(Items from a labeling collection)

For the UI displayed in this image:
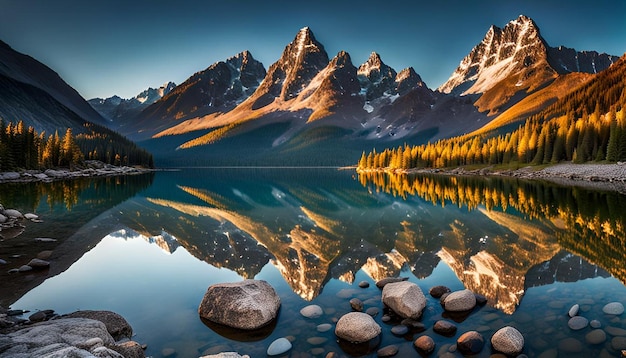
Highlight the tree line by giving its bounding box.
[0,119,153,171]
[358,54,626,170]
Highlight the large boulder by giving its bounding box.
[335,312,382,343]
[443,290,476,312]
[382,281,426,319]
[198,280,280,330]
[491,326,524,356]
[0,318,143,358]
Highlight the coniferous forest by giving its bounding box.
[358,59,626,170]
[0,119,153,171]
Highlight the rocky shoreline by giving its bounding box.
[0,160,154,184]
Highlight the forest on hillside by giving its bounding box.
[357,58,626,170]
[0,119,153,171]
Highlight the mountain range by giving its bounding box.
[0,15,618,166]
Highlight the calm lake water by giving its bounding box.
[0,168,626,357]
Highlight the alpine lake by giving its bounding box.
[0,168,626,357]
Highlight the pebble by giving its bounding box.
[376,344,398,357]
[267,337,292,356]
[300,305,324,318]
[350,298,363,312]
[433,320,456,336]
[567,316,589,331]
[317,323,333,332]
[365,307,380,317]
[585,329,606,344]
[602,302,624,316]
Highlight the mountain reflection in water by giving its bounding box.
[90,169,626,314]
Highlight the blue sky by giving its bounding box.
[0,0,626,99]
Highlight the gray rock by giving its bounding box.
[267,337,291,356]
[382,281,426,319]
[602,302,624,316]
[63,310,133,341]
[567,316,589,331]
[300,305,324,318]
[335,312,382,343]
[350,298,363,312]
[198,280,280,330]
[0,318,123,358]
[433,320,457,337]
[585,329,606,344]
[413,336,435,355]
[456,331,485,355]
[491,326,524,356]
[443,290,476,312]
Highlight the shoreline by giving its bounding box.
[0,160,158,184]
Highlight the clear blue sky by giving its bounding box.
[0,0,626,99]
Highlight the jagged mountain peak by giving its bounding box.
[438,15,547,94]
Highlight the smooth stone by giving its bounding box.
[391,324,409,336]
[376,344,398,357]
[559,337,583,353]
[456,331,485,355]
[433,320,457,336]
[585,329,606,344]
[267,337,292,356]
[491,326,524,356]
[602,302,624,316]
[300,305,324,318]
[382,281,426,319]
[335,312,382,343]
[365,307,380,317]
[413,336,435,355]
[317,323,333,332]
[428,286,452,298]
[350,298,363,312]
[443,290,476,312]
[567,316,589,331]
[198,279,281,330]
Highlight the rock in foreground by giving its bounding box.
[335,312,382,343]
[382,281,426,319]
[198,280,280,330]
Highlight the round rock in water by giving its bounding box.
[567,316,589,331]
[491,326,524,356]
[443,290,476,312]
[602,302,624,316]
[382,281,426,319]
[567,303,580,318]
[413,336,435,355]
[198,280,280,330]
[456,331,485,355]
[335,312,382,343]
[300,305,324,318]
[585,329,606,344]
[267,337,291,356]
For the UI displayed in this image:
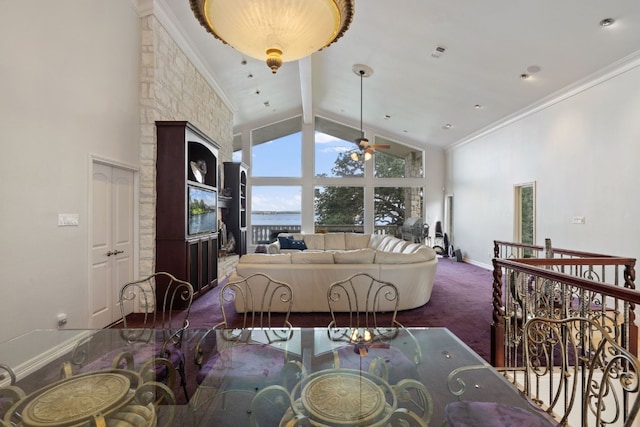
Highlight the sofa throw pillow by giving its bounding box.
[238,254,291,264]
[291,252,333,264]
[324,233,346,251]
[278,236,307,251]
[375,250,431,264]
[344,233,371,250]
[333,248,376,264]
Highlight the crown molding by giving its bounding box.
[139,0,238,113]
[445,51,640,151]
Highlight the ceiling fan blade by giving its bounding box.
[356,138,371,148]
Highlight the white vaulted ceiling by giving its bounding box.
[156,0,640,148]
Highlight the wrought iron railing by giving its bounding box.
[251,224,398,245]
[491,241,640,425]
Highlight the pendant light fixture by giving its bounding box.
[189,0,354,74]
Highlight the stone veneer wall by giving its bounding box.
[139,15,233,277]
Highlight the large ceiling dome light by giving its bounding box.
[190,0,354,74]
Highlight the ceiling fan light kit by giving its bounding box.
[190,0,354,74]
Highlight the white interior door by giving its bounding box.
[89,163,134,328]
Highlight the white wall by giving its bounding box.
[446,60,640,265]
[0,0,140,342]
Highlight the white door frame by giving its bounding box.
[87,154,140,328]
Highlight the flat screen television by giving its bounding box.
[187,185,218,236]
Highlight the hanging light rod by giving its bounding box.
[189,0,354,74]
[352,64,373,148]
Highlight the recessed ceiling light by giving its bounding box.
[431,46,447,59]
[600,18,616,27]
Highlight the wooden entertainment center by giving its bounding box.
[155,121,220,298]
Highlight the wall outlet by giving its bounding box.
[58,214,79,227]
[58,313,67,328]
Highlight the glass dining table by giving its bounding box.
[0,328,552,427]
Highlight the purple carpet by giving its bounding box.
[189,258,493,361]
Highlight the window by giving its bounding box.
[314,117,364,178]
[231,135,242,163]
[314,186,364,233]
[251,117,302,177]
[514,183,536,257]
[251,185,302,244]
[373,186,423,234]
[373,136,424,178]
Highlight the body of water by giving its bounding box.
[251,212,302,225]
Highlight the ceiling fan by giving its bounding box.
[351,64,391,161]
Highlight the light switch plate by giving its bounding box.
[58,214,79,227]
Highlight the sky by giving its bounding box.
[233,132,355,212]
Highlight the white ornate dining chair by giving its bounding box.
[190,273,304,422]
[65,272,193,400]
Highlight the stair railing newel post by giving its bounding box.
[491,258,505,366]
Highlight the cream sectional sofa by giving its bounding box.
[236,233,438,312]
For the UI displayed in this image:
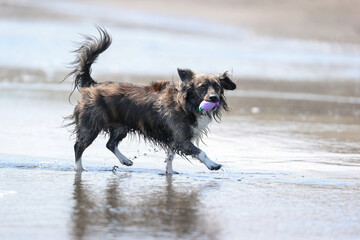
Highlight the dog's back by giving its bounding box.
[67,26,236,173]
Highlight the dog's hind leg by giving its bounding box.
[74,130,98,171]
[106,128,133,166]
[165,150,179,175]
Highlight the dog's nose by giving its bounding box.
[210,95,219,102]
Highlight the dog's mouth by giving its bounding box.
[199,100,220,112]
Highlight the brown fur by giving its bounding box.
[63,29,236,170]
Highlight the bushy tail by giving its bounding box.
[63,27,111,91]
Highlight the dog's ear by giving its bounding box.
[220,72,236,90]
[178,68,195,82]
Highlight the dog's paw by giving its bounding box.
[121,159,134,166]
[208,163,222,170]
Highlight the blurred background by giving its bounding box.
[0,0,360,239]
[0,0,360,121]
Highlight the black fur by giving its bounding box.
[66,28,236,169]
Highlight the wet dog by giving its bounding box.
[65,28,236,174]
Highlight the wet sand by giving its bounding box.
[0,1,360,240]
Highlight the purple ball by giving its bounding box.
[199,101,220,112]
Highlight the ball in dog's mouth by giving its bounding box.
[199,100,220,112]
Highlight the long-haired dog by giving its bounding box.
[65,28,236,174]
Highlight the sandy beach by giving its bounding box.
[0,0,360,240]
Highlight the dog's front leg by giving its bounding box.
[180,142,222,170]
[165,150,179,175]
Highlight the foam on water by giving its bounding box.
[0,1,360,80]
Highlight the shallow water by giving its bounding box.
[0,86,360,239]
[0,1,360,240]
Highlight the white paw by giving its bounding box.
[121,158,133,166]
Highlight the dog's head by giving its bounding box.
[178,68,236,116]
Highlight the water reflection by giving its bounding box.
[71,173,220,239]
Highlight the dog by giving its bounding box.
[64,27,236,174]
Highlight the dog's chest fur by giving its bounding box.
[193,115,211,144]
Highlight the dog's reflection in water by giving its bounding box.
[71,172,220,239]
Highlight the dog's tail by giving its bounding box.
[63,27,111,91]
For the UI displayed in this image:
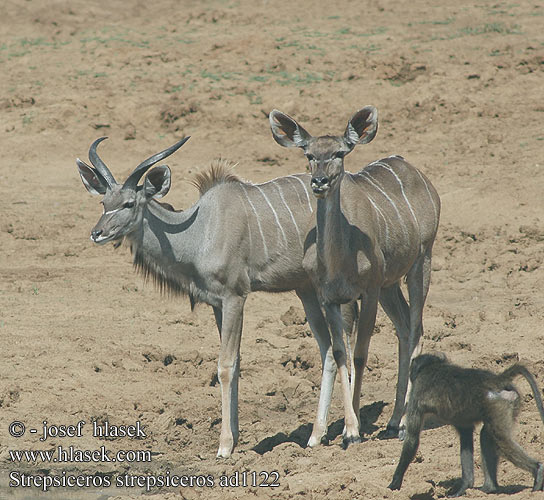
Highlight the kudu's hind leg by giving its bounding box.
[216,296,245,458]
[399,247,432,432]
[380,283,410,438]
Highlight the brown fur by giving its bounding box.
[389,354,544,496]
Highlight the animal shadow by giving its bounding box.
[252,401,387,455]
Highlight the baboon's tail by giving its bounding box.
[500,363,544,423]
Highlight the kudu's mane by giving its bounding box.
[130,159,243,310]
[191,159,242,196]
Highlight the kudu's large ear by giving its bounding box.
[76,158,108,195]
[144,165,171,198]
[268,109,312,149]
[344,106,378,149]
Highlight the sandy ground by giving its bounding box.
[0,0,544,500]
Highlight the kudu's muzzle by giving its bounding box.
[310,175,331,196]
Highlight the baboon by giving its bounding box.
[389,353,544,497]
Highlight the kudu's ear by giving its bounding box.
[144,165,170,198]
[76,158,108,195]
[268,109,312,149]
[344,106,378,148]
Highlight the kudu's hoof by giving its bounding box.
[379,425,404,439]
[342,436,361,450]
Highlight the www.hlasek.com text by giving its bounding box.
[9,471,280,492]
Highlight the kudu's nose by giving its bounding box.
[312,175,329,188]
[91,229,102,241]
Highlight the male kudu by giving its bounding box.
[77,138,356,457]
[270,106,440,445]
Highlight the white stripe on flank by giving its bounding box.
[241,184,268,260]
[255,186,287,246]
[367,195,389,243]
[287,175,314,213]
[375,162,419,228]
[238,186,253,255]
[104,207,123,215]
[416,169,438,229]
[361,170,410,240]
[274,183,302,247]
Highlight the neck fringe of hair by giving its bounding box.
[130,245,199,311]
[190,158,243,196]
[114,158,243,310]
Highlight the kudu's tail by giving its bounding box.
[499,363,544,423]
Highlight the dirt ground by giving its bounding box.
[0,0,544,500]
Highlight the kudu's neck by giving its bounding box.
[316,174,349,272]
[128,201,204,268]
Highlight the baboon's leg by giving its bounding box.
[492,422,544,491]
[380,283,410,437]
[533,463,544,491]
[448,427,474,497]
[388,406,423,490]
[480,424,499,493]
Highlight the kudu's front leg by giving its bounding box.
[324,304,361,446]
[297,290,336,448]
[352,290,380,427]
[216,296,246,458]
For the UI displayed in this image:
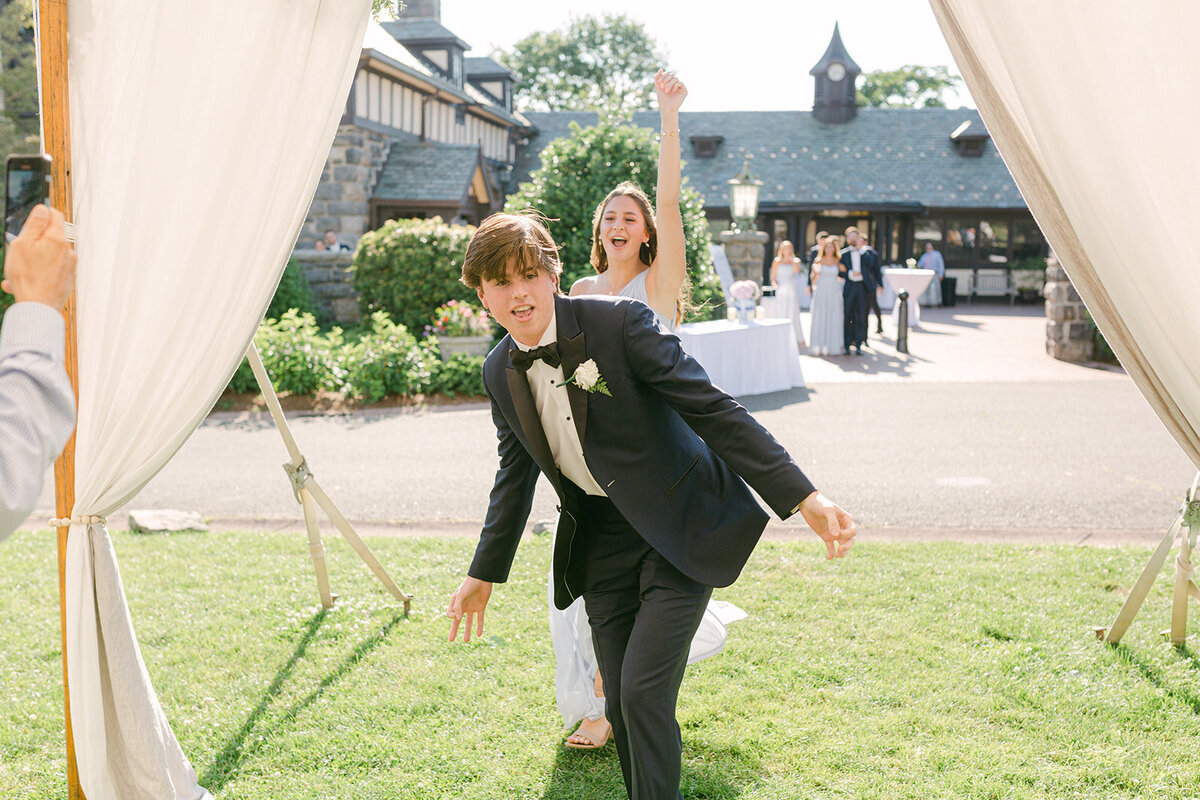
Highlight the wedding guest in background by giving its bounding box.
[770,239,804,348]
[846,228,883,333]
[809,236,846,355]
[325,230,350,253]
[840,228,878,355]
[564,70,710,750]
[917,241,946,306]
[809,230,829,264]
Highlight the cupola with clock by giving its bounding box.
[809,23,862,124]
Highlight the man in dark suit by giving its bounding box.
[446,215,856,800]
[838,228,883,355]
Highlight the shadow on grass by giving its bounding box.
[1114,644,1200,715]
[200,608,404,794]
[541,736,763,800]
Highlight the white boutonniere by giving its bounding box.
[558,359,612,397]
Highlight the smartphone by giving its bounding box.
[4,154,50,243]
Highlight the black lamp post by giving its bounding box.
[728,158,762,230]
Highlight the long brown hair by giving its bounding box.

#### The exercise:
Update the lines from the line with "Highlight the blurred" to the line with "[389,353,544,497]" by changing "kudu's" to "antelope's" and leaving everything else as it is. Give back only those lines, without the pictures.

#### Right answer:
Highlight the blurred background by giving its bounding box.
[0,0,360,239]
[0,0,360,121]
Highlight the black fur by giving its bounding box.
[66,28,236,169]
Highlight the wet dog by giving its bounding box.
[65,28,236,174]
Highlight the wet sand by giving its bounding box.
[0,1,360,240]
Highlight the purple ball by giving its bounding box.
[199,101,220,112]
Highlight the ball in dog's mouth by giving its bounding box.
[199,100,220,112]
Highlight the long-haired dog by giving its bounding box.
[65,28,236,174]
Highlight the sandy beach by giving its bounding box.
[0,0,360,240]
Highlight the dog's front leg by giving its bounding box.
[180,142,222,170]
[165,150,179,175]
Highlight the foam on water by giving its bounding box.
[0,1,360,80]
Highlight the shallow water by giving its bounding box.
[0,86,360,239]
[0,1,360,240]
Highlight the white paw by giving its bounding box.
[121,158,133,166]
Highlight the dog's head by giving its bounding box.
[178,68,236,116]
Highlight the water reflection by giving its bounding box.
[71,173,220,239]
Highlight the dog by giving its bounding box.
[64,27,236,174]
Highlight the dog's chest fur by giving its bounding box.
[193,115,211,144]
Highlight the dog's reflection in water by giving its bounding box.
[71,172,220,239]
Highlight the dog's tail by giving its bounding box.
[63,27,111,91]
For the UI displayed in this image:
Highlight the antelope's hind leg by giving its bounding box.
[216,296,245,458]
[399,247,432,432]
[380,283,410,438]
Highlight the brown fur by giving its bounding box.
[389,354,544,496]
Highlight the animal shadow by giving its bounding box.
[252,401,387,455]
Highlight the baboon's tail by giving its bounding box.
[500,363,544,423]
Highlight the antelope's mane by giving its bounding box.
[130,159,243,310]
[191,159,242,196]
Highlight the antelope's large ear by giving its bounding box.
[76,158,108,195]
[144,165,171,198]
[268,109,312,149]
[344,106,378,149]
Highlight the sandy ground by giving its bounding box.
[0,0,544,500]
Highlight the antelope's muzzle by giving its bounding box.
[310,175,331,196]
Highlight the baboon by giving its bounding box.
[389,353,544,497]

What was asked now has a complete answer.